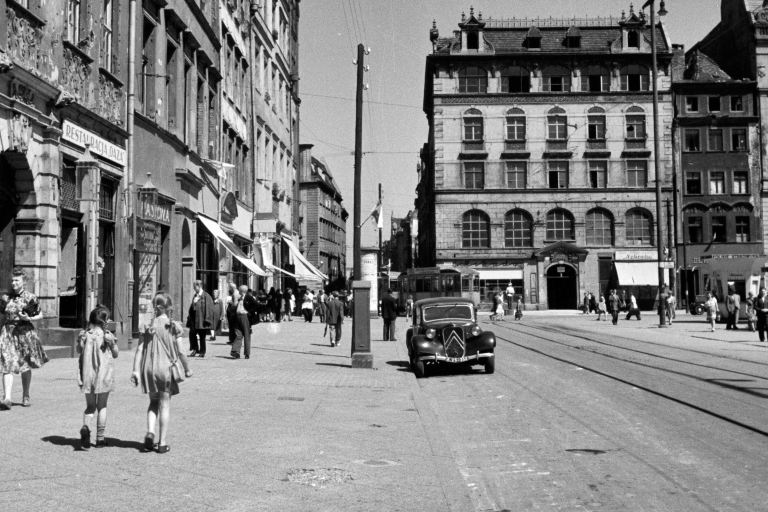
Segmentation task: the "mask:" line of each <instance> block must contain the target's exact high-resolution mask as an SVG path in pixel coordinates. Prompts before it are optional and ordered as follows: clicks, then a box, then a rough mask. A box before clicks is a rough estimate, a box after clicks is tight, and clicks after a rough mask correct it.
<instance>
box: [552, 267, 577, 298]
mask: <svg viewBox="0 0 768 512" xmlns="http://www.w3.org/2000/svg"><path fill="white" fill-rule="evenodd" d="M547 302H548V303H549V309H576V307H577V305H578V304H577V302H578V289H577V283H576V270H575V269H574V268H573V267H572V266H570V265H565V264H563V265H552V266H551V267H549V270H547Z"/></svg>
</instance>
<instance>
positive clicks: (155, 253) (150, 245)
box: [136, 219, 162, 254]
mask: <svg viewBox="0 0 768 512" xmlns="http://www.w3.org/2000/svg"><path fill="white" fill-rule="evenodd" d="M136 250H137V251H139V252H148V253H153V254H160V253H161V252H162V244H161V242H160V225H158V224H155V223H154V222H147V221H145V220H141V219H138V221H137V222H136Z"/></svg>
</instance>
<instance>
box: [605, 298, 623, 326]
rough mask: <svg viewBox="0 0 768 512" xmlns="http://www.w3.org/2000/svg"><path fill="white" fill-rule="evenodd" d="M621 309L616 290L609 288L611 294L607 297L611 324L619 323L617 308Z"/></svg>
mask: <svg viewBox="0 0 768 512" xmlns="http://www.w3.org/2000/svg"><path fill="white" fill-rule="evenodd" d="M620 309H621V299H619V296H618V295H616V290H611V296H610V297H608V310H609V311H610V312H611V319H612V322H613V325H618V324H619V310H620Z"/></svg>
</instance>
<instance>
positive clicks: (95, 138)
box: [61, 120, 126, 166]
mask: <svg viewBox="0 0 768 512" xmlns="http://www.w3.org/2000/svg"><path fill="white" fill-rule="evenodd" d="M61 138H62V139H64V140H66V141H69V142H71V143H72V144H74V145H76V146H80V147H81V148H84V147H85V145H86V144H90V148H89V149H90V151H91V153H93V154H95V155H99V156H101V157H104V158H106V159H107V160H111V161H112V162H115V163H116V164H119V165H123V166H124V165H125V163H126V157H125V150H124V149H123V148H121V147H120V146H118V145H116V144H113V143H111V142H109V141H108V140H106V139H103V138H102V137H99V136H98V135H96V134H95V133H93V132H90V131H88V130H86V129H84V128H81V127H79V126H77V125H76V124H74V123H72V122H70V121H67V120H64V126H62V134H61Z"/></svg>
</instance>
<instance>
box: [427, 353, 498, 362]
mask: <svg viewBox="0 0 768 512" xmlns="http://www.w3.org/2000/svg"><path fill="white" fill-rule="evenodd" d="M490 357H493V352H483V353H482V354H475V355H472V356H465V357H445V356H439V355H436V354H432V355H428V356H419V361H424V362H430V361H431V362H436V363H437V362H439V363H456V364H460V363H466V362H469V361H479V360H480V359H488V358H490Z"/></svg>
..............................
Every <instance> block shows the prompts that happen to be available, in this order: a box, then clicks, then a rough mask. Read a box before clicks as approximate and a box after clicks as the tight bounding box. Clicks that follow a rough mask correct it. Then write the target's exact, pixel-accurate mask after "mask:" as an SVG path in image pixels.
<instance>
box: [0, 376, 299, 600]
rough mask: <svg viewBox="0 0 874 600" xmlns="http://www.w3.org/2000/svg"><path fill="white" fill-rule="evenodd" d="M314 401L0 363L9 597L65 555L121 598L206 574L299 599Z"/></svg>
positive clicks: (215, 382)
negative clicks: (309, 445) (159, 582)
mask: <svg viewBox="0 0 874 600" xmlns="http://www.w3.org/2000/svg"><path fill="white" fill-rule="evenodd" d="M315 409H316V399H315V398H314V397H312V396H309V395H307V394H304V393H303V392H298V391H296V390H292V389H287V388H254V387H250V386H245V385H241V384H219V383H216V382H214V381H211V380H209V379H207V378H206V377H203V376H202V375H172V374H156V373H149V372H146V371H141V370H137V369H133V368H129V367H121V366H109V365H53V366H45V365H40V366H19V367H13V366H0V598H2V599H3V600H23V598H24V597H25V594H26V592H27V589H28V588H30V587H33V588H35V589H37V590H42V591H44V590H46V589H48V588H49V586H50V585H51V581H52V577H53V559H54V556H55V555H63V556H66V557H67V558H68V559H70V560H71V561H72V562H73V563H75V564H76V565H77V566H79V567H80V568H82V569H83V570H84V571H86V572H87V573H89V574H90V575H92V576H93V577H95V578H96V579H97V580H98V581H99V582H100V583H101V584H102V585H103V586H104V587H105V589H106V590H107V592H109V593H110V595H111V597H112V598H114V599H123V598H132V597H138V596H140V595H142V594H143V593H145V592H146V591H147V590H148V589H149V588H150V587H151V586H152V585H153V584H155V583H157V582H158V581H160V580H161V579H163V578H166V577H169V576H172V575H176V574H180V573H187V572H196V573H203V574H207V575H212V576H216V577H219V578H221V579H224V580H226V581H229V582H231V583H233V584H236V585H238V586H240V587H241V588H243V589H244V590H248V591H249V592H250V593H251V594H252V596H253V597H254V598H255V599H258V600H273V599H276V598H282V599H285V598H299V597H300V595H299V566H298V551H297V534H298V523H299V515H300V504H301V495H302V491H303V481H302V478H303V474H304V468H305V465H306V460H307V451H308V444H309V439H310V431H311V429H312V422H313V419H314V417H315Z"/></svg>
..............................
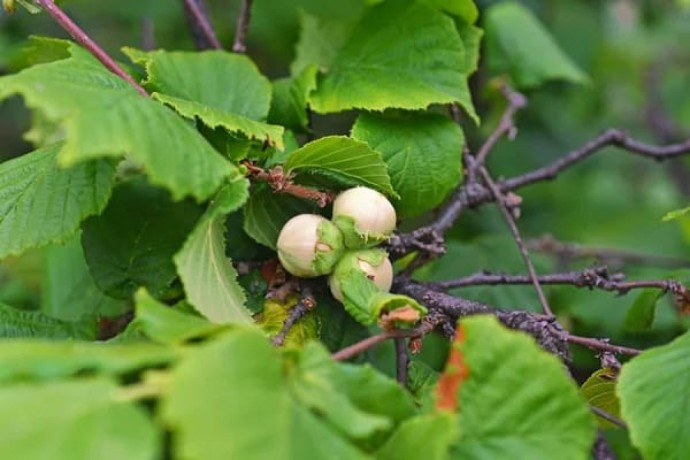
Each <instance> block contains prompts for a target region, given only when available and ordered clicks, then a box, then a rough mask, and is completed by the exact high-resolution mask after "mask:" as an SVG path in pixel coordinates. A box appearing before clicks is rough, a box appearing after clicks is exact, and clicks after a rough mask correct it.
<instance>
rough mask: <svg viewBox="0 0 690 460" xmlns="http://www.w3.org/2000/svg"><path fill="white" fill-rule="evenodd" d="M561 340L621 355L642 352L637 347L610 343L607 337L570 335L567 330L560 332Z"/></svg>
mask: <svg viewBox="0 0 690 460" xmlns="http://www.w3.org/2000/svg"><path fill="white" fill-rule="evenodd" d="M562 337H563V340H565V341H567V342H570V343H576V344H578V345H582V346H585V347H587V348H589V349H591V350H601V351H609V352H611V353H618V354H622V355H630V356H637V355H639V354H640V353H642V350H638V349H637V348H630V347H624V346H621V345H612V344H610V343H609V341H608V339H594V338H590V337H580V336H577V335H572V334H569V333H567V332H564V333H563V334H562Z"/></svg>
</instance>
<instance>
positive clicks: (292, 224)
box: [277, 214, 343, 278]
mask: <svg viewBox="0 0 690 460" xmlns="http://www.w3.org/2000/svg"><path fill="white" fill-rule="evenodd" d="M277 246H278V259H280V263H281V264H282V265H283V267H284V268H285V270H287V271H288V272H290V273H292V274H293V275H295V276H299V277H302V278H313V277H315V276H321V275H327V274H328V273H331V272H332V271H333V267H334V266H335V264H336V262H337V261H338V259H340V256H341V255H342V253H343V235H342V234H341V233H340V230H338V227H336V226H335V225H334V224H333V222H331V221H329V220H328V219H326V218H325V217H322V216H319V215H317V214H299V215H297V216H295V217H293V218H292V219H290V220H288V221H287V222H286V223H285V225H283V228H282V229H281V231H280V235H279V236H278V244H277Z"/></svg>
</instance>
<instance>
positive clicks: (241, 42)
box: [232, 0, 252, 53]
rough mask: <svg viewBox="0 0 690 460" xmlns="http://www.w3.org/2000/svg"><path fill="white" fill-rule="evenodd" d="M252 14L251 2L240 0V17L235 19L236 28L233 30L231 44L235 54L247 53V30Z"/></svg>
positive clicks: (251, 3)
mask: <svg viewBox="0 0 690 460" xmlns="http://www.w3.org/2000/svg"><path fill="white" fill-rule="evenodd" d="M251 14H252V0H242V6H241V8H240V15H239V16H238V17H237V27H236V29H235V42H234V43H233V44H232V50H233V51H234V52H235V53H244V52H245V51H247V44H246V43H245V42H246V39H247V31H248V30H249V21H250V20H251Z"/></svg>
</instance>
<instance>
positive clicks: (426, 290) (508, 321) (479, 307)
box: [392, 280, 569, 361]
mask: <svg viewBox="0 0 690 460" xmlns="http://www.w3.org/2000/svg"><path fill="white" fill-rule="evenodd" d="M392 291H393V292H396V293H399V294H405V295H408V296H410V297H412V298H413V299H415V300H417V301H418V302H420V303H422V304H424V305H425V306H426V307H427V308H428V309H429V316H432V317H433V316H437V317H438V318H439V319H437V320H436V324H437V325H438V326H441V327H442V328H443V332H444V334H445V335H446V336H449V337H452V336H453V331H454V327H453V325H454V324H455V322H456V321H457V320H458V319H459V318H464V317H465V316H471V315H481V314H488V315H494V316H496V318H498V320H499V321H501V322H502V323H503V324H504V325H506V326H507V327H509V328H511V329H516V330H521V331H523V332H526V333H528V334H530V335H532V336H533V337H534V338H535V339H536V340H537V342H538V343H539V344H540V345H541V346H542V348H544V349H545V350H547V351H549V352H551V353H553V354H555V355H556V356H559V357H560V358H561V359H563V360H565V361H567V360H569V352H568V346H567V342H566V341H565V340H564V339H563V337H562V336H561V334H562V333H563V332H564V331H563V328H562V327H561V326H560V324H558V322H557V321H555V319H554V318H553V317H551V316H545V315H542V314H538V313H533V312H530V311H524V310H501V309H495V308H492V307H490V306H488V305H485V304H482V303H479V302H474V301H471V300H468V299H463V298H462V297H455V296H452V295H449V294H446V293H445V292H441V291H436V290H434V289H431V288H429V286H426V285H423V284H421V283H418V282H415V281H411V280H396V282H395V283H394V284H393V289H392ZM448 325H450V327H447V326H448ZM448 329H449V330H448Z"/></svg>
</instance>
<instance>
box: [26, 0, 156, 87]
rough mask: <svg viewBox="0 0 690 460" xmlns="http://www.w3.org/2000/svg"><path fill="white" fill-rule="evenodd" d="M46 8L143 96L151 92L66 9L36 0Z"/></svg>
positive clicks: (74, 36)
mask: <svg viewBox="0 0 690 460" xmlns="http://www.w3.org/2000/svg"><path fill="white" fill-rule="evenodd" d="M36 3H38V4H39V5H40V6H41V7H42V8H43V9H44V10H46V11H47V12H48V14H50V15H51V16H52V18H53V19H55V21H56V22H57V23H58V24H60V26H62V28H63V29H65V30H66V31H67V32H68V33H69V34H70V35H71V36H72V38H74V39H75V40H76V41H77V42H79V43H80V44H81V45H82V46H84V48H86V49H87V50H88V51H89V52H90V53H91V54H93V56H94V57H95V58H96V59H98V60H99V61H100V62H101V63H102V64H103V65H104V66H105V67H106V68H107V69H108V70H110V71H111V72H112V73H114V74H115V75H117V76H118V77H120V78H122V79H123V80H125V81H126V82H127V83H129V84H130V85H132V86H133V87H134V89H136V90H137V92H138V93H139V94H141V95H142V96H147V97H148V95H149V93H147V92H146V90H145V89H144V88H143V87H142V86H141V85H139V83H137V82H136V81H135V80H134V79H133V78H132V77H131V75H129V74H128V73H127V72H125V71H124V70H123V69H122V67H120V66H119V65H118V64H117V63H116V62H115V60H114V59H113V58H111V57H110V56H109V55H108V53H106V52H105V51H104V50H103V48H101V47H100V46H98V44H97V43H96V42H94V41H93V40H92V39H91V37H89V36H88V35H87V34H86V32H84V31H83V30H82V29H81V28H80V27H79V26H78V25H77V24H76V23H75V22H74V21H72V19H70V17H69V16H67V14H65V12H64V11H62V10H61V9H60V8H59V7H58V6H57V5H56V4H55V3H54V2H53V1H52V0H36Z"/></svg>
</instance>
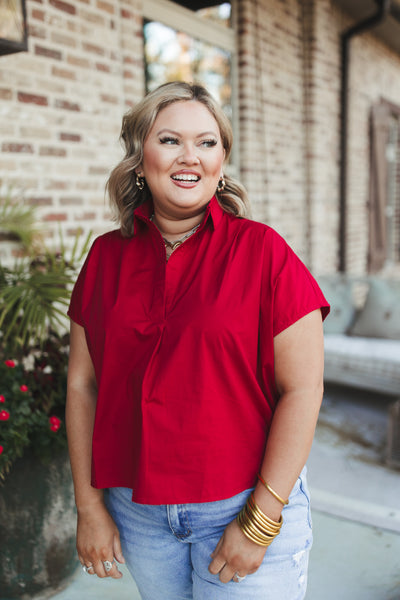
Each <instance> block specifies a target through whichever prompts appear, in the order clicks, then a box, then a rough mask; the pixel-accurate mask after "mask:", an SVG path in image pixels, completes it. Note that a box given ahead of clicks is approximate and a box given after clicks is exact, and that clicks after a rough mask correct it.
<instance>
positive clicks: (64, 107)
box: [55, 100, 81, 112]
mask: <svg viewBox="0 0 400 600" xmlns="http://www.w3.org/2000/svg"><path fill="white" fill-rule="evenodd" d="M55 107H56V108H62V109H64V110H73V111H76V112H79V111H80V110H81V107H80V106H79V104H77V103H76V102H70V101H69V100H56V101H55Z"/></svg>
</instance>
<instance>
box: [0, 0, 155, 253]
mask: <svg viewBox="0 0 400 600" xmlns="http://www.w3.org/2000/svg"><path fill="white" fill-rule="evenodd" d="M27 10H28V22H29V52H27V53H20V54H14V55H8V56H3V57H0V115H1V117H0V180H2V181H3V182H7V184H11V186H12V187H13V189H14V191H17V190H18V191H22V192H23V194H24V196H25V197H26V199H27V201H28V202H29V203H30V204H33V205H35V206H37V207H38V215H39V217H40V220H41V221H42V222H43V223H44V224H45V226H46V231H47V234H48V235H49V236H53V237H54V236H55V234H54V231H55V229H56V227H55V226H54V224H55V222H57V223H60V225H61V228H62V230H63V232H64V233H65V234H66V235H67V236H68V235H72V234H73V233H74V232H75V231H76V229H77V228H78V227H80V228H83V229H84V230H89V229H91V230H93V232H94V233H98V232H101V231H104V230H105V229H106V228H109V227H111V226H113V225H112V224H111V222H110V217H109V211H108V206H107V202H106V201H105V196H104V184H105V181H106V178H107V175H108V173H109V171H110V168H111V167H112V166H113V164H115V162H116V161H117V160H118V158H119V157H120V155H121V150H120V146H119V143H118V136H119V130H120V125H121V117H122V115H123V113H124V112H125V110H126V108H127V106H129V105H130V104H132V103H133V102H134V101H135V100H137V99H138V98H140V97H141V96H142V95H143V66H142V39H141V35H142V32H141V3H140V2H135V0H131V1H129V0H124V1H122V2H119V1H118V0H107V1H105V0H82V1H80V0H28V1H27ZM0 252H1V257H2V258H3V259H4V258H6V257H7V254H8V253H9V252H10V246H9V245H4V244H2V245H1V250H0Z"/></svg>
..............................
Exercise goal.
Restate word for word the entries above, starting at the line with "Segmentation task: the" and ending at the line with "positive clicks: (95, 138)", inclusive, and no others.

Your response.
Segmentation task: the "mask:" line of each <instance> block must contain the target's exact high-resolution mask as an SVG path in pixel coordinates. Prompts before it are optional and ordered as follows: clicks, then a box, then a rough mask. A box before clicks is a rough estimate, a box after clicks is tight, and clicks after a rough mask correct it.
<instance>
box: [552, 267, 577, 298]
mask: <svg viewBox="0 0 768 512" xmlns="http://www.w3.org/2000/svg"><path fill="white" fill-rule="evenodd" d="M547 302H548V303H549V309H576V307H577V305H578V304H577V302H578V289H577V283H576V270H575V269H574V268H573V267H572V266H570V265H565V264H563V265H552V266H551V267H549V270H547Z"/></svg>
</instance>
<instance>
positive clicks: (155, 253) (150, 245)
box: [136, 219, 162, 254]
mask: <svg viewBox="0 0 768 512" xmlns="http://www.w3.org/2000/svg"><path fill="white" fill-rule="evenodd" d="M136 250H137V251H139V252H148V253H153V254H160V253H161V252H162V244H161V242H160V225H158V224H155V223H154V222H147V221H145V220H141V219H138V221H137V222H136Z"/></svg>
</instance>
<instance>
box: [605, 298, 623, 326]
rough mask: <svg viewBox="0 0 768 512" xmlns="http://www.w3.org/2000/svg"><path fill="white" fill-rule="evenodd" d="M621 309L616 290L609 288L611 294L607 297L611 324L619 323L617 308Z"/></svg>
mask: <svg viewBox="0 0 768 512" xmlns="http://www.w3.org/2000/svg"><path fill="white" fill-rule="evenodd" d="M620 309H621V299H619V296H618V295H616V290H611V296H610V297H608V310H609V311H610V312H611V319H612V322H613V325H618V324H619V310H620Z"/></svg>
</instance>
<instance>
positive clicks: (95, 138)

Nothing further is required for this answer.